### Natural language region descriptions
#####

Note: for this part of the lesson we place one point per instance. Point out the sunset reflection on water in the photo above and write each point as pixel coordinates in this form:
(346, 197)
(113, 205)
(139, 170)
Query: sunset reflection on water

#####

### Exercise brief
Every word of the data above should be given again, exactly as it stands.

### Reply
Note: for this part of the lesson we place one point per instance. Point out the sunset reflection on water in the photo above and write each point as pixel coordinates in this form:
(346, 197)
(113, 205)
(139, 170)
Query: sunset reflection on water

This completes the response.